[Task description] Put the rows below into a two-column CSV with the columns "prompt" and "points". Give one line per row, with its text and its answer each in one quoted field, turn line breaks into spaces, and leave out the pictures.

[Pointing dataset rows]
········
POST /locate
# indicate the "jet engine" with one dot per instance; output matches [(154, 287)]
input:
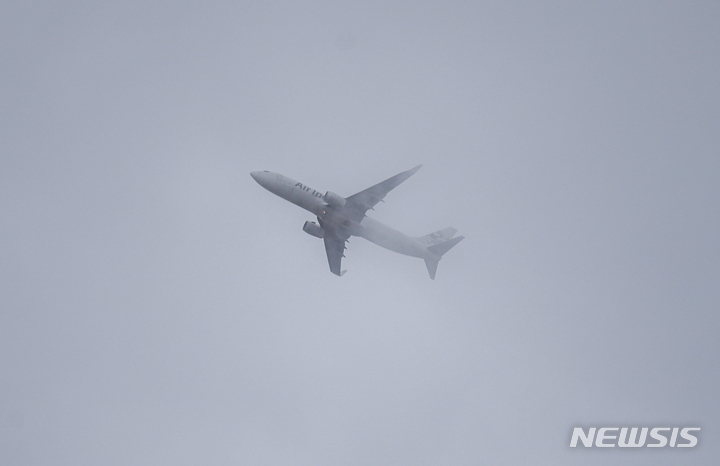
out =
[(314, 229), (334, 200)]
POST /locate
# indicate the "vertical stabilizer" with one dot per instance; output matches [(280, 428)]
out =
[(438, 250)]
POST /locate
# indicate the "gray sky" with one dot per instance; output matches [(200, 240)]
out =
[(160, 307)]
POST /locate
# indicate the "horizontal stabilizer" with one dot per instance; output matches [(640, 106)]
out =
[(441, 248), (432, 267)]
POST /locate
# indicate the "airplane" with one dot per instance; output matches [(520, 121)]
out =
[(339, 218)]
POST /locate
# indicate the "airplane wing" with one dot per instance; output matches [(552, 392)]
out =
[(365, 200), (334, 247)]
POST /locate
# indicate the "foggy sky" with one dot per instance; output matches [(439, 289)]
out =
[(157, 306)]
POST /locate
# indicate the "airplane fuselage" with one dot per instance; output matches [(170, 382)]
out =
[(332, 218)]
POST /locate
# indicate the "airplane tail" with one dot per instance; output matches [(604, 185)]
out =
[(439, 243)]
········
[Written response]
prompt,points
"POST /locate # indicate the ""jet engine"" with one dot per instance; output matches [(154, 287)] input: out =","[(314, 229), (334, 200)]"
"POST /locate # indicate the ""vertical stabilizer"" with one dot per instance; output matches [(280, 428)] out =","[(438, 250)]"
"POST /locate # indicate the ""gray sky"" with one dot per instance; output matches [(200, 240)] out =","[(160, 307)]"
"POST /locate # indicate the ""horizontal stabilizer"" with one dot per instance; output matches [(640, 106)] out =","[(441, 248), (432, 267)]"
"POST /locate # indicate the ""airplane"" with one dot per instance; output matches [(520, 121)] out =","[(339, 218)]"
"POST /locate # indicate the ""airplane wing"" with one dot per instance; output matches [(552, 392)] out =","[(365, 200), (334, 247)]"
"POST /locate # indicate the ""foggy sky"" with one dot per instance; output matches [(439, 289)] out =","[(157, 306)]"
"POST /locate # indicate the ""airplane fuselage"" with one dot per instance; output matches [(170, 382)] out =","[(332, 218)]"
"POST /locate # indicate the ""airplane tail"" with one dot per instance; output matches [(604, 185)] out =","[(439, 243)]"